WHAT IS BEING ASKED:
Print every line of the listing below verbatim, from the first line to the last.

RECORD EXCERPTS:
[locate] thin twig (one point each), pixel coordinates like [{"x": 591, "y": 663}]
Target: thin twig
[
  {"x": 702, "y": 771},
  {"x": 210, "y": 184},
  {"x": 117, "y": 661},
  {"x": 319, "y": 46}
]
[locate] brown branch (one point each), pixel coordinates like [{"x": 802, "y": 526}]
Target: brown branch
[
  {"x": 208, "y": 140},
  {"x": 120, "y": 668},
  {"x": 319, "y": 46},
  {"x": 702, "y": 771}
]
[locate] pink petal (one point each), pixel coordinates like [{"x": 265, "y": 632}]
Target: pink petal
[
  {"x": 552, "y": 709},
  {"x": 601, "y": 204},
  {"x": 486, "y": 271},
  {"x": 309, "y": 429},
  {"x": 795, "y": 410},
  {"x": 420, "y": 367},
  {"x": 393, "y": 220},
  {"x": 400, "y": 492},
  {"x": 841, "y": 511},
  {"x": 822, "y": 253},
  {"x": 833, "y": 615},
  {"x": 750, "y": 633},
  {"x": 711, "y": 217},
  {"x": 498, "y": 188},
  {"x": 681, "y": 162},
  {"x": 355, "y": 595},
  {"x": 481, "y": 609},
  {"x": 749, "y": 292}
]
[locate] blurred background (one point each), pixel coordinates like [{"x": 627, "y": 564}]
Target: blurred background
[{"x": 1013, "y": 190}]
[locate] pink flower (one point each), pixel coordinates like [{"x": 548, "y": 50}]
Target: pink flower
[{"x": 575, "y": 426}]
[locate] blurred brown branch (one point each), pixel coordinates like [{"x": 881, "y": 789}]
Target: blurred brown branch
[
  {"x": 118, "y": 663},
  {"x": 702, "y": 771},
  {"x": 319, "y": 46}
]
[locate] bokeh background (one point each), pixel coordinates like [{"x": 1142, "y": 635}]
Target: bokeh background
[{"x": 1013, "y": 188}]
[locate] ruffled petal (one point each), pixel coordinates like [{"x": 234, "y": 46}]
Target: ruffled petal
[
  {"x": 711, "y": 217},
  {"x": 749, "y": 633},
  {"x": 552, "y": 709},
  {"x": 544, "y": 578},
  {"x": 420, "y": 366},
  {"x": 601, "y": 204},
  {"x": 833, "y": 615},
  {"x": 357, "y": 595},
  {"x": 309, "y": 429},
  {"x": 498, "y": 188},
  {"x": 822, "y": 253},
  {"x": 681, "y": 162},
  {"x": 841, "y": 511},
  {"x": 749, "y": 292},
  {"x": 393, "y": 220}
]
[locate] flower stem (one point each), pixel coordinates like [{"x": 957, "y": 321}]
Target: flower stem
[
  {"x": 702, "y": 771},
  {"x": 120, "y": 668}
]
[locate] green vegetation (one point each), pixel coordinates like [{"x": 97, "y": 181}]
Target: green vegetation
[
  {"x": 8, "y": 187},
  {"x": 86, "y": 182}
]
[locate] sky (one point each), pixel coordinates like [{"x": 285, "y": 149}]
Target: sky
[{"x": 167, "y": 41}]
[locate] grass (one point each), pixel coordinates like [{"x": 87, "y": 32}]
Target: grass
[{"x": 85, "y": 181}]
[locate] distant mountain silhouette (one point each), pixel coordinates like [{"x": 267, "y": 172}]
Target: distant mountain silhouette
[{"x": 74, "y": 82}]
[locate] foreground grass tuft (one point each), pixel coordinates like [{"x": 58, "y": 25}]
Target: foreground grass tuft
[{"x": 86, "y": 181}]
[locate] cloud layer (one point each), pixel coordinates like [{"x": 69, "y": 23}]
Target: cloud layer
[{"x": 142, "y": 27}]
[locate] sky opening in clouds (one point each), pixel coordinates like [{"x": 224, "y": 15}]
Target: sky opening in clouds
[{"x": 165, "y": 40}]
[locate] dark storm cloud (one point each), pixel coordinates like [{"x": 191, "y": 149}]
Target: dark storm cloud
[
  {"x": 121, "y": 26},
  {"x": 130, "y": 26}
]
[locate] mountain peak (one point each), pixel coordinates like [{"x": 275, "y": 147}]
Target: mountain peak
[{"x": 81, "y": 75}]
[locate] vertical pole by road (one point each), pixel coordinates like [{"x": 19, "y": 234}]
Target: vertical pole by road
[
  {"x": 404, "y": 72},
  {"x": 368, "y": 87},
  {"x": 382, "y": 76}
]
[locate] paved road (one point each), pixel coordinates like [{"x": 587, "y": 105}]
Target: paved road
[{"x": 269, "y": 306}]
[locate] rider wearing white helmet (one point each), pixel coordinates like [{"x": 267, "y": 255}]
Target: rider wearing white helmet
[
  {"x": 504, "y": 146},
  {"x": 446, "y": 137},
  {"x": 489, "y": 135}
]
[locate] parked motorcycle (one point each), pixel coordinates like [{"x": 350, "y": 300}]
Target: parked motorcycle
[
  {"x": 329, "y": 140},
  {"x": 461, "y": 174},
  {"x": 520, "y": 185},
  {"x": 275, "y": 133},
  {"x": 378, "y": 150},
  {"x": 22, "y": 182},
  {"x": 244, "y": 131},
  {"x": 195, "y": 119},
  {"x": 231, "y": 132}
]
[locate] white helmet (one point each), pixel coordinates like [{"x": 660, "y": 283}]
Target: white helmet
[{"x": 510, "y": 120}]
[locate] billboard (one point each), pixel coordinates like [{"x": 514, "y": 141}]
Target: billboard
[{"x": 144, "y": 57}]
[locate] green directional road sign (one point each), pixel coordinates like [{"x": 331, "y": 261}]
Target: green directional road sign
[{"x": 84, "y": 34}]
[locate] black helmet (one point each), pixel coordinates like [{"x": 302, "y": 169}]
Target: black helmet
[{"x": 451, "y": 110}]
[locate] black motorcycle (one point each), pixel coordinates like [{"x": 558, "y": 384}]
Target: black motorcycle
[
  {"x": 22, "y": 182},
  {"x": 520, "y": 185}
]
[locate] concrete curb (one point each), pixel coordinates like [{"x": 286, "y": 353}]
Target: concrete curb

EXERCISE RESULT:
[locate] thin twig (one point each), pixel coordinates like [{"x": 591, "y": 663}]
Target: thin twig
[
  {"x": 702, "y": 771},
  {"x": 210, "y": 184},
  {"x": 117, "y": 661},
  {"x": 319, "y": 46}
]
[locate] brown branch (one point each), pixel coordinates like [{"x": 802, "y": 526}]
Target: brown branch
[
  {"x": 208, "y": 140},
  {"x": 120, "y": 668},
  {"x": 319, "y": 46},
  {"x": 702, "y": 771}
]
[locate] pink petal (one point each), pixel coordinates like [{"x": 265, "y": 632}]
Target: pink petal
[
  {"x": 552, "y": 709},
  {"x": 601, "y": 204},
  {"x": 486, "y": 271},
  {"x": 309, "y": 429},
  {"x": 795, "y": 410},
  {"x": 420, "y": 367},
  {"x": 393, "y": 220},
  {"x": 400, "y": 492},
  {"x": 841, "y": 511},
  {"x": 822, "y": 253},
  {"x": 833, "y": 615},
  {"x": 750, "y": 633},
  {"x": 711, "y": 217},
  {"x": 498, "y": 188},
  {"x": 681, "y": 162},
  {"x": 355, "y": 595},
  {"x": 481, "y": 609},
  {"x": 749, "y": 292}
]
[locate] blurred background (one point each), pixel coordinates like [{"x": 627, "y": 564}]
Target: blurred background
[{"x": 1013, "y": 190}]
[locate] pink flower (one point each), pixel coordinates like [{"x": 548, "y": 50}]
Target: pink flower
[{"x": 575, "y": 426}]
[locate] blurred brown branch (one point each), pixel coordinates like [{"x": 881, "y": 789}]
Target: blurred brown branch
[
  {"x": 118, "y": 663},
  {"x": 702, "y": 771},
  {"x": 319, "y": 46}
]
[locate] bokeh background (one point each), pixel coordinates like [{"x": 1142, "y": 635}]
Target: bokeh background
[{"x": 1013, "y": 188}]
[locate] ruffled petal (one point each), pixel coordinates like [{"x": 234, "y": 46}]
Target: ruffled petal
[
  {"x": 711, "y": 217},
  {"x": 749, "y": 633},
  {"x": 552, "y": 709},
  {"x": 544, "y": 578},
  {"x": 420, "y": 366},
  {"x": 601, "y": 204},
  {"x": 833, "y": 615},
  {"x": 357, "y": 595},
  {"x": 309, "y": 429},
  {"x": 498, "y": 188},
  {"x": 822, "y": 253},
  {"x": 681, "y": 162},
  {"x": 841, "y": 511},
  {"x": 749, "y": 292},
  {"x": 393, "y": 220}
]
[locate] flower stem (one point each), pixel coordinates like [{"x": 957, "y": 321}]
Target: flower stem
[
  {"x": 702, "y": 771},
  {"x": 120, "y": 668}
]
[locate] green vegetation (one point each), pixel coordinates like [{"x": 97, "y": 181}]
Target: green vegetation
[
  {"x": 8, "y": 187},
  {"x": 86, "y": 182}
]
[locate] sky (one point each), pixel coordinates like [{"x": 285, "y": 149}]
Target: sky
[{"x": 167, "y": 41}]
[locate] grass (one point each), pixel coordinates like [{"x": 87, "y": 32}]
Target: grass
[{"x": 85, "y": 181}]
[locate] distant mountain silhouette (one point each), pixel coordinates like [{"x": 267, "y": 172}]
Target: distant mountain silhouette
[{"x": 74, "y": 82}]
[locate] foreground grass tuft (one point each), pixel coordinates like [{"x": 58, "y": 25}]
Target: foreground grass tuft
[{"x": 86, "y": 181}]
[locate] cloud layer (one point each), pixel coordinates like [{"x": 69, "y": 23}]
Target: cloud layer
[{"x": 142, "y": 27}]
[locate] sky opening in clouds (one point each), pixel coordinates like [{"x": 224, "y": 15}]
Target: sky opening in clouds
[{"x": 165, "y": 40}]
[locate] dark storm cloud (one point each), pixel coordinates like [{"x": 191, "y": 149}]
Target: dark storm cloud
[
  {"x": 121, "y": 26},
  {"x": 130, "y": 26}
]
[locate] mountain peak (one point each), pixel coordinates like [{"x": 275, "y": 147}]
Target: mountain peak
[{"x": 81, "y": 75}]
[locate] vertical pole by road (one point each), pixel coordinates like [{"x": 19, "y": 234}]
Target: vertical pole by road
[
  {"x": 404, "y": 72},
  {"x": 368, "y": 87},
  {"x": 382, "y": 76}
]
[locate] paved road (one point each), pixel coordinates like [{"x": 587, "y": 105}]
Target: paved road
[{"x": 269, "y": 306}]
[locate] rider wearing white helmet (one point each), pixel coordinates like [{"x": 267, "y": 255}]
Target: rider wearing white helmet
[
  {"x": 504, "y": 146},
  {"x": 446, "y": 137},
  {"x": 489, "y": 135}
]
[locate] parked motorcycle (one point each), pixel coordinates like [{"x": 350, "y": 300}]
Target: parked motorcycle
[
  {"x": 329, "y": 140},
  {"x": 461, "y": 174},
  {"x": 520, "y": 185},
  {"x": 275, "y": 133},
  {"x": 378, "y": 150},
  {"x": 22, "y": 182},
  {"x": 244, "y": 131},
  {"x": 195, "y": 119},
  {"x": 231, "y": 132}
]
[locate] white helmet (one point each), pixel coordinates like [{"x": 660, "y": 283}]
Target: white helmet
[{"x": 510, "y": 120}]
[locate] billboard (one point each), pixel coordinates like [{"x": 514, "y": 141}]
Target: billboard
[{"x": 144, "y": 57}]
[locate] green directional road sign (one point each), pixel coordinates like [{"x": 331, "y": 261}]
Target: green directional road sign
[{"x": 84, "y": 34}]
[locate] black helmet (one point each), pixel coordinates like [{"x": 302, "y": 169}]
Target: black helmet
[{"x": 451, "y": 110}]
[locate] black motorcycle (one point each), pixel coordinates like [{"x": 558, "y": 384}]
Target: black motorcycle
[
  {"x": 22, "y": 182},
  {"x": 520, "y": 185}
]
[locate] concrete curb (one point each), pixel coordinates like [{"x": 286, "y": 353}]
Target: concrete curb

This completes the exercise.